Can you transcribe the part of the wine cork thread that begins at the words "## Vaughn (Sep" and stops after "definitely user friendly."?
--- Begin TEXT BLOCK ---
# Corks for wine



## Hi In The Pines (Sep 7, 2005)

Is it acceptable to use the Altec Tasting Cork to complete the process and bottle my wine?? even it is more expensive, I want to make it very user friendly for my family and friends to drink the wine. I will age in the carboy.


----------



## Hippie (Sep 8, 2005)

No. Those corks are not for aging wine, or even short term storage. They are for tasting only so that the bottle can be opened and shut over and again. You need to use George's corks. Use the 1.5" if you have a hand corker, the 1.75" if you have a floor or bench model.


----------



## Vaughn (Sep 8, 2005)

Why not use screw-top bottles? George has them for $15 a dozen. Metal screw caps...$.10. A little more expensive than corking recycled bottles, but definitely user friendly.


----------



## Hippie (Sep 8, 2005)
--- End TEXT BLOCK ---
--- Begin DATA ROWS ---
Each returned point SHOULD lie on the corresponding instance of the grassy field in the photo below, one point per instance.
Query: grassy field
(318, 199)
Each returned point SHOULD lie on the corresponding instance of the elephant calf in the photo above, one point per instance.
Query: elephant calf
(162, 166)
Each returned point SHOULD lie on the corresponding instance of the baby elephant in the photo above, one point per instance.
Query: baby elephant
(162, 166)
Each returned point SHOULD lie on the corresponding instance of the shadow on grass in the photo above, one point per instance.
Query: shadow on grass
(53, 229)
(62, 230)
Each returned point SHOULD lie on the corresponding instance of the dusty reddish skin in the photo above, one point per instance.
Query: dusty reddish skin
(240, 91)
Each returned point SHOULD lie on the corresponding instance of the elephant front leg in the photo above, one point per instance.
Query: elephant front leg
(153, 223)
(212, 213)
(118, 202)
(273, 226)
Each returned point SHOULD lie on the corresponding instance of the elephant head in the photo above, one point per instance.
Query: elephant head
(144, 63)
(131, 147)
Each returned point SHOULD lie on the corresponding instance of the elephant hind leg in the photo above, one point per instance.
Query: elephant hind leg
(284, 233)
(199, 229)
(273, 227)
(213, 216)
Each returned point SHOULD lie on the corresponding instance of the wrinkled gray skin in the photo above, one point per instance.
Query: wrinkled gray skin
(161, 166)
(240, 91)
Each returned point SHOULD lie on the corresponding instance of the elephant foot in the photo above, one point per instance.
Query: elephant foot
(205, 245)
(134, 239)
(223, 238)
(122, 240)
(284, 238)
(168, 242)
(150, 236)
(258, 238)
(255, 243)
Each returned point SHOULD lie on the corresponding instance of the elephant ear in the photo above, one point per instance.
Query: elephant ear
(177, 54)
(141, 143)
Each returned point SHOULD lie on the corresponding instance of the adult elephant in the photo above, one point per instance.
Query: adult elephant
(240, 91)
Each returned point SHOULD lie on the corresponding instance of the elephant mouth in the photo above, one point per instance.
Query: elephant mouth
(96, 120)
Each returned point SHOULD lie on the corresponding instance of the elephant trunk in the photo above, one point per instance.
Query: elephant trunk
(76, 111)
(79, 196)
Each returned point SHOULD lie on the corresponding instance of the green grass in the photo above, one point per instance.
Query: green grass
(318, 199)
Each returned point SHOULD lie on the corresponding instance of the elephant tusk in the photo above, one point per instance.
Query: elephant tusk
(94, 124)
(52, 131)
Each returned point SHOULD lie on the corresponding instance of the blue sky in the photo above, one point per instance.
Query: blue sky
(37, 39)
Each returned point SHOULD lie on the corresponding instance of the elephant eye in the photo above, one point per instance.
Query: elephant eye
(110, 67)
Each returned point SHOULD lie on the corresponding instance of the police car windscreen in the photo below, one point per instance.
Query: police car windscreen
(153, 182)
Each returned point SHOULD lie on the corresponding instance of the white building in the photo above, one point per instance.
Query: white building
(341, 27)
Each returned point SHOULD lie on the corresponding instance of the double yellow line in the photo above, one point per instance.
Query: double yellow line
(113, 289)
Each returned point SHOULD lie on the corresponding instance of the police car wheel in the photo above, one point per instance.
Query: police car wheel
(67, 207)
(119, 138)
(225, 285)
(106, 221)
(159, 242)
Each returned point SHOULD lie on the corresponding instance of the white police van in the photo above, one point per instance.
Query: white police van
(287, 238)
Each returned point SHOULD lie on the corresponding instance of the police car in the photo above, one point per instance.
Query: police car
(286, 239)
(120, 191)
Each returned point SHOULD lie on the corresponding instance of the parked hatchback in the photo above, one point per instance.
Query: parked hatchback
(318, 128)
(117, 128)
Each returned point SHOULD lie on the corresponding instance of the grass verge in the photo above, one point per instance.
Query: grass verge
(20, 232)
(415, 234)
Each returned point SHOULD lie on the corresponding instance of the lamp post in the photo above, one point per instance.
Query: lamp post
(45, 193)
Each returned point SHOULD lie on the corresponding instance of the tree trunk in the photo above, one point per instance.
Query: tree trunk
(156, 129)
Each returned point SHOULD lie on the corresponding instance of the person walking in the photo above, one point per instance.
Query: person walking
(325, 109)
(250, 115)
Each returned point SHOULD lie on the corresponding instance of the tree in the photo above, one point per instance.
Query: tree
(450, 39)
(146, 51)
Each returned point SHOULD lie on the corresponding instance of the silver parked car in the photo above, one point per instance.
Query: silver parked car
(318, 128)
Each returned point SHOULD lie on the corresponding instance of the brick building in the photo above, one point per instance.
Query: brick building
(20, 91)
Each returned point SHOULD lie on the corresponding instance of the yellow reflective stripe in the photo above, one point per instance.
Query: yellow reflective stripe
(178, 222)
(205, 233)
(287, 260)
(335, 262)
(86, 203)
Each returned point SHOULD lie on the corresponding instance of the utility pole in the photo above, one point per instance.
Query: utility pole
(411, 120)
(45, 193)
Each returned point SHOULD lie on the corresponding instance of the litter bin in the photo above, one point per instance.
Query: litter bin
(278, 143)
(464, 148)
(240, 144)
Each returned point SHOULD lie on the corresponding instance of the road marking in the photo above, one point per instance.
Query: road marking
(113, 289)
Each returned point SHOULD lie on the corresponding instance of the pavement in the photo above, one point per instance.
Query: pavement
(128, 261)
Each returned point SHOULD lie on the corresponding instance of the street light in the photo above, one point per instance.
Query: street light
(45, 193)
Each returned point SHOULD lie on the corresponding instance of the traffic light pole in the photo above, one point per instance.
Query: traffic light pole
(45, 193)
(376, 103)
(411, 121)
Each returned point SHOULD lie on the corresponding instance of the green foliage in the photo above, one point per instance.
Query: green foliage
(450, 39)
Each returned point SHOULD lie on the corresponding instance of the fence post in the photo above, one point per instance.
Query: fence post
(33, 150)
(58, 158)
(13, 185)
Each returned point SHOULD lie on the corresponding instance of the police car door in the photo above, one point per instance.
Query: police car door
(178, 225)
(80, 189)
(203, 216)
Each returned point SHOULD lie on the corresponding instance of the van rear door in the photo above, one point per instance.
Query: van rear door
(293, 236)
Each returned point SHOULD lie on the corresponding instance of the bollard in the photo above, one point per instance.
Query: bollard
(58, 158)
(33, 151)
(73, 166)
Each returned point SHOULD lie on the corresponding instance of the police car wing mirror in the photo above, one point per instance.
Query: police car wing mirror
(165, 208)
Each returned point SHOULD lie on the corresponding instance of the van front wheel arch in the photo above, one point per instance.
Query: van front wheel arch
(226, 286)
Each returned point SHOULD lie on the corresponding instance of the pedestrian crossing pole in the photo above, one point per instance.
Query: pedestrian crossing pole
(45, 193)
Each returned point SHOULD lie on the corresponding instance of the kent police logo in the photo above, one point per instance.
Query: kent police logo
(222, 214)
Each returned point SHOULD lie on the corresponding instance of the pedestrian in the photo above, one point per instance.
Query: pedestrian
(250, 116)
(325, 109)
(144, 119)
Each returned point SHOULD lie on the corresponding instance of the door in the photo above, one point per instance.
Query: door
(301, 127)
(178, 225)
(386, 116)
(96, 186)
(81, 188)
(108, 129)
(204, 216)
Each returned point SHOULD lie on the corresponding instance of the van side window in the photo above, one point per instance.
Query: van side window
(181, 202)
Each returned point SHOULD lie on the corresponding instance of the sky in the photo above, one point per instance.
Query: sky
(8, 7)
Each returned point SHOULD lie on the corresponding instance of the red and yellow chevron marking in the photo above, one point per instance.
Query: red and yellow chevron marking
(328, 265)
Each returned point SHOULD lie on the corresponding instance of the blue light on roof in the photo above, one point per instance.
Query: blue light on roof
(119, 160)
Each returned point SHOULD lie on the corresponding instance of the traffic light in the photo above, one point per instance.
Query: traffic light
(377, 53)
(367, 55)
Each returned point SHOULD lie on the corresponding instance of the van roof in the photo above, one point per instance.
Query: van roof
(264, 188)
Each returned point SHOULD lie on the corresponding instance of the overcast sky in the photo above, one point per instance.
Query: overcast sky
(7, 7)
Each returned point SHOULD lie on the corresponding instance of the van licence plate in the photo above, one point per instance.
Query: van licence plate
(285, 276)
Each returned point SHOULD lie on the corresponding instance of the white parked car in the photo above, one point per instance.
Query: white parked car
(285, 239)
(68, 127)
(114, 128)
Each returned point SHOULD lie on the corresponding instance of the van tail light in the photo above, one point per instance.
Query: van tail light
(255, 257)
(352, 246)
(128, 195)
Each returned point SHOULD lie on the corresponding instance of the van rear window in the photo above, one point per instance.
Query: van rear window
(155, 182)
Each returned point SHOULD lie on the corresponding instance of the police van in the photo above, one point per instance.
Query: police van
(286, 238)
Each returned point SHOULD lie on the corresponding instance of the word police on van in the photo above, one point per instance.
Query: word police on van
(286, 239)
--- End DATA ROWS ---
» **OUTPUT OF THE EXERCISE**
## Vaughn (Sep 8, 2005)

Why not use screw-top bottles? George has them for $15 a dozen. Metal screw caps...$.10. A little more expensive than corking recycled bottles, but definitely user friendly.